Stored dataset items:

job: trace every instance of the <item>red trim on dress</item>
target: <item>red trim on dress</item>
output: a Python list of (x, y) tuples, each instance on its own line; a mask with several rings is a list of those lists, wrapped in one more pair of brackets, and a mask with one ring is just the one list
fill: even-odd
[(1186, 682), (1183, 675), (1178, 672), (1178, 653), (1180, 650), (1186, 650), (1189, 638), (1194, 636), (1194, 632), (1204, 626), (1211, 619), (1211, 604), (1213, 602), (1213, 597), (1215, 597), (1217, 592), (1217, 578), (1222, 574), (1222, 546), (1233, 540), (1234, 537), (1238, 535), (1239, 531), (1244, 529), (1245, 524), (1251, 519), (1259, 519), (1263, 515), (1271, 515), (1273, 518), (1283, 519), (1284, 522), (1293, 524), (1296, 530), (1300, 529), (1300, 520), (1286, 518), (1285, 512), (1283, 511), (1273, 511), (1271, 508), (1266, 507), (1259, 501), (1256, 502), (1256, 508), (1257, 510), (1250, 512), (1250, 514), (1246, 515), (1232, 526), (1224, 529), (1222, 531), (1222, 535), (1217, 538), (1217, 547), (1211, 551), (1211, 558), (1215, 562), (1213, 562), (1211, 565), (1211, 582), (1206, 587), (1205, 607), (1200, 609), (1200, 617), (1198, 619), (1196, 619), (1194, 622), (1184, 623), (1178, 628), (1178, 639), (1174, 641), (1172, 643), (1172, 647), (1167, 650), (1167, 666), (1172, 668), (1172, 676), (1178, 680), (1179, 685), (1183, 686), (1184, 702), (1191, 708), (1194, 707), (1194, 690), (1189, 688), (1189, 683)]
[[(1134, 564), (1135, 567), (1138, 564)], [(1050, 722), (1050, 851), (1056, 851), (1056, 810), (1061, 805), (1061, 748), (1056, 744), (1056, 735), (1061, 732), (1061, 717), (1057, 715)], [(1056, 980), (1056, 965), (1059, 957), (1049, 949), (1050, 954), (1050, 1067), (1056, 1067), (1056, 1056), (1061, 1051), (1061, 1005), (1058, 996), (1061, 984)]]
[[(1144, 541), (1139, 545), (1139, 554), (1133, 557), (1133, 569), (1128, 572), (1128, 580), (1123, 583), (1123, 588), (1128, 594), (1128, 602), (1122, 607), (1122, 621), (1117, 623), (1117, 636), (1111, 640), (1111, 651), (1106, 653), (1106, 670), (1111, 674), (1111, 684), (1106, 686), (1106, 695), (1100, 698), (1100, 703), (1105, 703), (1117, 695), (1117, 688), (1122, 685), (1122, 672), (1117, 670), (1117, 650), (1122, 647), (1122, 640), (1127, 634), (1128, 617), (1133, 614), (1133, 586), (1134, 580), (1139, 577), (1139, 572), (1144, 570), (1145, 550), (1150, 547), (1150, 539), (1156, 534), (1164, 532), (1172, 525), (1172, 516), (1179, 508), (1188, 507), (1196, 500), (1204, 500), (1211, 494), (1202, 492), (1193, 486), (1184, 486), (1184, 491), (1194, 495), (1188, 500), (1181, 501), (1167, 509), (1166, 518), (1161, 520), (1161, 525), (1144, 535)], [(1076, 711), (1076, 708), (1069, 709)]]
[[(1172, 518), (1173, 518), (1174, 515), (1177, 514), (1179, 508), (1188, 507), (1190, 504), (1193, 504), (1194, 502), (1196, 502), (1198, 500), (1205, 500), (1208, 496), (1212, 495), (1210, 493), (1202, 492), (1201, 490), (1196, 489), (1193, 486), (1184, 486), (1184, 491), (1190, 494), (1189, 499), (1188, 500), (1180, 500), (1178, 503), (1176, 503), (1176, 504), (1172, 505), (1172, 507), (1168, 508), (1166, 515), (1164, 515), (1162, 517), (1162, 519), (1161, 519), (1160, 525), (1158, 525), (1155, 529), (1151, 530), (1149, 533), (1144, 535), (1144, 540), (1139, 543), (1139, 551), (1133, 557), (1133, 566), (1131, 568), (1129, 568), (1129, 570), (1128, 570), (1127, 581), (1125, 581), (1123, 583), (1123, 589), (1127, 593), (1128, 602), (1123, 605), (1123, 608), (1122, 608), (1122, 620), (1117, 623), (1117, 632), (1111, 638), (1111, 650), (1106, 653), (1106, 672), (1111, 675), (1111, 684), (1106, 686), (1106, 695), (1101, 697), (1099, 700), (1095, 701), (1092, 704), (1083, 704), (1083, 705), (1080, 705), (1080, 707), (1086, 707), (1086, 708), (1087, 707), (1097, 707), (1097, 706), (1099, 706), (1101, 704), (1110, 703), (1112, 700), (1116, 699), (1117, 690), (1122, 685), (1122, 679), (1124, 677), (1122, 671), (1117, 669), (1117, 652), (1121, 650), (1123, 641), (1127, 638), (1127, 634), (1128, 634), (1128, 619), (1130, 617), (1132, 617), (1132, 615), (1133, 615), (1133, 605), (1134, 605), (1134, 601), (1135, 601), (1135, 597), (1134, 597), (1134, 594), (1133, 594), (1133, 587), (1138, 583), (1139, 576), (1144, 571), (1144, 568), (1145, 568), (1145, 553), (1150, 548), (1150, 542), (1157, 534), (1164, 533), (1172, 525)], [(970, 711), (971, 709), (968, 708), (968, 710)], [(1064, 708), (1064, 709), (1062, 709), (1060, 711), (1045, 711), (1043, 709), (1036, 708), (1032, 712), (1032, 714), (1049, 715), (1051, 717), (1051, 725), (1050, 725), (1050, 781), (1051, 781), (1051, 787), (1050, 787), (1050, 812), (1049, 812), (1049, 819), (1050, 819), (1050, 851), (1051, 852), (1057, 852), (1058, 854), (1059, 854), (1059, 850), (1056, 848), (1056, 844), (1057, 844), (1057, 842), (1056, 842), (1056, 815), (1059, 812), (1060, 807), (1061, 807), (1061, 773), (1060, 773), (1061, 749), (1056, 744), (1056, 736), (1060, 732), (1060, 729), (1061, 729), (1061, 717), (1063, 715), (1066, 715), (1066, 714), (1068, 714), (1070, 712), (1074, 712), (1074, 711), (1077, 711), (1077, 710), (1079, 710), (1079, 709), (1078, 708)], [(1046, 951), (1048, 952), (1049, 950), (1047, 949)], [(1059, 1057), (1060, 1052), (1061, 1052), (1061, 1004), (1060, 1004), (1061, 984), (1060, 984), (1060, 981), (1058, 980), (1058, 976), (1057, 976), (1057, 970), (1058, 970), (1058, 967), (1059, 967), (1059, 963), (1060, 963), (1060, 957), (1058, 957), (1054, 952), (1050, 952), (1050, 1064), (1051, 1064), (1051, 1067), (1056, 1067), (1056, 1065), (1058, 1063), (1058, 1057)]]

◆ **Problem**
The response should be an exact repeat of the data above.

◆ **Response**
job: trace every instance of the <item>red trim on dress</item>
target: <item>red trim on dress</item>
output: a Python list of (x, y) tuples, each instance on its own line; a mask with several rings is a list of those lists, wrapped in one more pair of brackets, and a mask with one ring is just the one list
fill: even-odd
[(1186, 682), (1183, 675), (1178, 672), (1178, 653), (1180, 650), (1186, 650), (1189, 638), (1194, 636), (1194, 632), (1204, 626), (1211, 619), (1211, 604), (1213, 602), (1213, 597), (1215, 597), (1217, 592), (1217, 578), (1222, 574), (1222, 546), (1233, 540), (1234, 537), (1238, 535), (1239, 531), (1244, 529), (1245, 524), (1251, 519), (1259, 519), (1263, 515), (1271, 515), (1273, 518), (1283, 519), (1284, 522), (1293, 524), (1296, 530), (1300, 529), (1300, 520), (1286, 518), (1285, 512), (1283, 511), (1273, 511), (1271, 508), (1266, 507), (1259, 501), (1256, 502), (1256, 508), (1257, 510), (1250, 512), (1250, 514), (1246, 515), (1232, 526), (1224, 529), (1222, 531), (1222, 535), (1217, 538), (1217, 547), (1211, 551), (1211, 558), (1215, 562), (1213, 562), (1211, 565), (1211, 582), (1206, 587), (1205, 607), (1200, 609), (1200, 617), (1198, 619), (1196, 619), (1194, 622), (1184, 623), (1178, 628), (1178, 639), (1174, 641), (1172, 643), (1172, 647), (1167, 650), (1167, 666), (1172, 668), (1172, 676), (1178, 680), (1179, 685), (1183, 686), (1184, 702), (1191, 708), (1194, 707), (1194, 690), (1189, 688), (1189, 683)]
[[(1134, 564), (1135, 567), (1138, 564)], [(1050, 722), (1050, 851), (1056, 851), (1056, 810), (1061, 805), (1061, 748), (1056, 744), (1056, 735), (1061, 732), (1061, 717), (1057, 715)], [(1056, 980), (1056, 965), (1059, 957), (1049, 949), (1050, 954), (1050, 1067), (1056, 1067), (1056, 1056), (1061, 1051), (1061, 1005), (1058, 996), (1061, 984)]]
[[(1144, 541), (1139, 545), (1139, 554), (1133, 557), (1133, 569), (1128, 572), (1128, 580), (1123, 583), (1123, 588), (1128, 594), (1128, 602), (1122, 607), (1122, 621), (1117, 623), (1117, 636), (1111, 640), (1111, 651), (1106, 653), (1106, 670), (1111, 674), (1111, 684), (1106, 686), (1106, 695), (1100, 698), (1100, 703), (1105, 703), (1117, 695), (1117, 688), (1122, 685), (1122, 672), (1117, 670), (1117, 650), (1122, 647), (1122, 640), (1127, 634), (1128, 617), (1133, 614), (1133, 586), (1134, 580), (1139, 577), (1139, 572), (1144, 570), (1145, 550), (1150, 547), (1150, 539), (1156, 534), (1164, 532), (1172, 525), (1172, 516), (1179, 508), (1188, 507), (1196, 500), (1204, 500), (1211, 494), (1202, 492), (1193, 486), (1184, 486), (1184, 491), (1194, 495), (1188, 500), (1181, 501), (1167, 509), (1166, 518), (1161, 520), (1161, 525), (1144, 535)], [(1076, 711), (1076, 708), (1069, 709)]]
[[(1172, 518), (1173, 518), (1174, 515), (1177, 514), (1179, 508), (1188, 507), (1190, 504), (1193, 504), (1194, 502), (1196, 502), (1198, 500), (1205, 500), (1208, 496), (1212, 495), (1210, 493), (1202, 492), (1201, 490), (1196, 489), (1193, 486), (1184, 486), (1184, 491), (1190, 494), (1189, 499), (1188, 500), (1180, 500), (1178, 503), (1176, 503), (1176, 504), (1172, 505), (1172, 507), (1168, 508), (1166, 515), (1164, 515), (1162, 517), (1162, 519), (1161, 519), (1160, 525), (1158, 525), (1155, 529), (1151, 530), (1149, 533), (1144, 535), (1144, 540), (1139, 543), (1139, 551), (1133, 557), (1133, 566), (1131, 568), (1129, 568), (1129, 570), (1128, 570), (1127, 581), (1125, 581), (1123, 583), (1123, 589), (1127, 593), (1128, 602), (1123, 605), (1123, 608), (1122, 608), (1122, 620), (1117, 623), (1117, 632), (1111, 638), (1111, 650), (1106, 653), (1106, 672), (1111, 675), (1111, 684), (1106, 686), (1106, 695), (1101, 697), (1099, 700), (1095, 701), (1092, 704), (1083, 704), (1083, 705), (1080, 705), (1080, 707), (1086, 707), (1086, 708), (1087, 707), (1097, 707), (1097, 706), (1099, 706), (1101, 704), (1110, 703), (1112, 700), (1116, 699), (1117, 690), (1122, 685), (1122, 679), (1124, 677), (1122, 671), (1117, 669), (1117, 652), (1121, 650), (1123, 641), (1127, 638), (1127, 634), (1128, 634), (1128, 619), (1130, 617), (1132, 617), (1132, 615), (1133, 615), (1133, 605), (1134, 605), (1134, 601), (1135, 601), (1135, 597), (1134, 597), (1134, 594), (1133, 594), (1133, 587), (1138, 583), (1139, 576), (1144, 571), (1144, 568), (1145, 568), (1145, 553), (1150, 548), (1150, 542), (1157, 534), (1164, 533), (1172, 525)], [(970, 711), (971, 709), (968, 708), (968, 710)], [(1064, 708), (1064, 709), (1062, 709), (1060, 711), (1045, 711), (1043, 709), (1036, 708), (1032, 712), (1032, 714), (1049, 715), (1051, 717), (1051, 725), (1050, 725), (1050, 781), (1051, 781), (1051, 787), (1050, 787), (1050, 812), (1049, 812), (1049, 819), (1050, 819), (1050, 851), (1051, 852), (1057, 852), (1058, 854), (1059, 854), (1059, 850), (1056, 848), (1056, 844), (1057, 844), (1057, 842), (1056, 842), (1056, 815), (1059, 812), (1060, 807), (1061, 807), (1061, 773), (1060, 773), (1061, 749), (1056, 744), (1056, 736), (1060, 732), (1060, 729), (1061, 729), (1061, 717), (1063, 715), (1066, 715), (1066, 714), (1068, 714), (1070, 712), (1074, 712), (1074, 711), (1077, 711), (1077, 710), (1079, 710), (1079, 709), (1078, 708)], [(1046, 951), (1048, 952), (1049, 950), (1047, 949)], [(1059, 1057), (1060, 1052), (1061, 1052), (1061, 1004), (1060, 1004), (1061, 984), (1060, 984), (1060, 981), (1058, 980), (1058, 976), (1057, 976), (1057, 970), (1058, 970), (1058, 967), (1059, 967), (1059, 963), (1060, 963), (1060, 957), (1058, 957), (1054, 952), (1050, 952), (1050, 1064), (1051, 1064), (1051, 1067), (1056, 1067), (1056, 1065), (1058, 1063), (1058, 1057)]]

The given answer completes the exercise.